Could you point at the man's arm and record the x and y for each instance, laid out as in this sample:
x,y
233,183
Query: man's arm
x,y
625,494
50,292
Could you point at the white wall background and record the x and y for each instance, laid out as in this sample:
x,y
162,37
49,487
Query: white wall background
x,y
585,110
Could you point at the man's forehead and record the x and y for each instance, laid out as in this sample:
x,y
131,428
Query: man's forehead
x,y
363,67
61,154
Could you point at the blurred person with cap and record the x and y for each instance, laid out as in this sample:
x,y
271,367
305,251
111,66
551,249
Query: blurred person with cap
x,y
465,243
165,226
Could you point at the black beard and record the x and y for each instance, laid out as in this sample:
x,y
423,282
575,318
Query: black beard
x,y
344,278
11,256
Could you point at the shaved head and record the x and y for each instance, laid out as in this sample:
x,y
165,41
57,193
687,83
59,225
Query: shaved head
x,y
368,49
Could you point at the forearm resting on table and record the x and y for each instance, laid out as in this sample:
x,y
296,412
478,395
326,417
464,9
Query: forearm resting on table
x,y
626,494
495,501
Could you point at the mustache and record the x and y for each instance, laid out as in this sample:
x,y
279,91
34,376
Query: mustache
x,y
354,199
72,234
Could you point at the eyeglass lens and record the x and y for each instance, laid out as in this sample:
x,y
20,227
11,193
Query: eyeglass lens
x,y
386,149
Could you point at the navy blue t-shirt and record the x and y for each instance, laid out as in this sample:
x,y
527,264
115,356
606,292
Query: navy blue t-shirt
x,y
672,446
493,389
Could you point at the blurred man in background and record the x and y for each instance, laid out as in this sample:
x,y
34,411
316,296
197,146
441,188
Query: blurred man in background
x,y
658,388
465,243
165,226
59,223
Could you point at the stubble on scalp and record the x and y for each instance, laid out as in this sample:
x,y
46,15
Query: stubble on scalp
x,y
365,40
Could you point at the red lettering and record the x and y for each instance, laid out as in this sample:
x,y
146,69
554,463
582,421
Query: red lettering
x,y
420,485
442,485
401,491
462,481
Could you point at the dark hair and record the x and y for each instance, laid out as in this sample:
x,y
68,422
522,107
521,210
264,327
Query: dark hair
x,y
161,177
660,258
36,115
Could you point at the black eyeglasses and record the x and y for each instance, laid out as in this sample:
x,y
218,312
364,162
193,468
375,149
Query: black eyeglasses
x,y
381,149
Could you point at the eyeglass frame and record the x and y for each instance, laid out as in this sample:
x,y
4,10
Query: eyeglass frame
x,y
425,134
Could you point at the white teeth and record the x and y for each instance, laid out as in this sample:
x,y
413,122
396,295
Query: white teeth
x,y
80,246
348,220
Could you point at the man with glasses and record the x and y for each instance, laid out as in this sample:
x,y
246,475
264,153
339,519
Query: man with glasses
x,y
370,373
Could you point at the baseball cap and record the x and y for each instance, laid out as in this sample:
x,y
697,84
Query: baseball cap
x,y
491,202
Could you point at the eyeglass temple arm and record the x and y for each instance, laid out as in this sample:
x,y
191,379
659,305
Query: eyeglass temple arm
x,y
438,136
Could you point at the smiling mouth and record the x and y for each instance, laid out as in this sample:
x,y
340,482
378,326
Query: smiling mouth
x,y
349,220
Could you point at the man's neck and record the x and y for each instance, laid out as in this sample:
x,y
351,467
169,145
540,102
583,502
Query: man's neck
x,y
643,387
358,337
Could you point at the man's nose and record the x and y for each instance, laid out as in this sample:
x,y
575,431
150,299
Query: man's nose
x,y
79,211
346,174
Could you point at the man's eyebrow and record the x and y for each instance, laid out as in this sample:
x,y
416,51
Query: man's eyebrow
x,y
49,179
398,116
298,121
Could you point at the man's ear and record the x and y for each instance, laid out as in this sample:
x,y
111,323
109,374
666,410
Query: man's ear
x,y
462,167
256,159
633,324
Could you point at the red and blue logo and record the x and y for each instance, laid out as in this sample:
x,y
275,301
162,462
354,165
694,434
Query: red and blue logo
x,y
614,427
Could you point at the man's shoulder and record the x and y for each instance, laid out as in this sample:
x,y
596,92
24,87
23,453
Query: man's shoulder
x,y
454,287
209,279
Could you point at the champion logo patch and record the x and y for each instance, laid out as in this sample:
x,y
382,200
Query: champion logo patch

▸ YOUR OBJECTIVE
Go through the data and return each line where the word "patch" appears.

▸ ANSWER TO THIS TASK
Could you point at the champion logo patch and record the x and y for each instance, laid out as in this sample:
Query: champion logo patch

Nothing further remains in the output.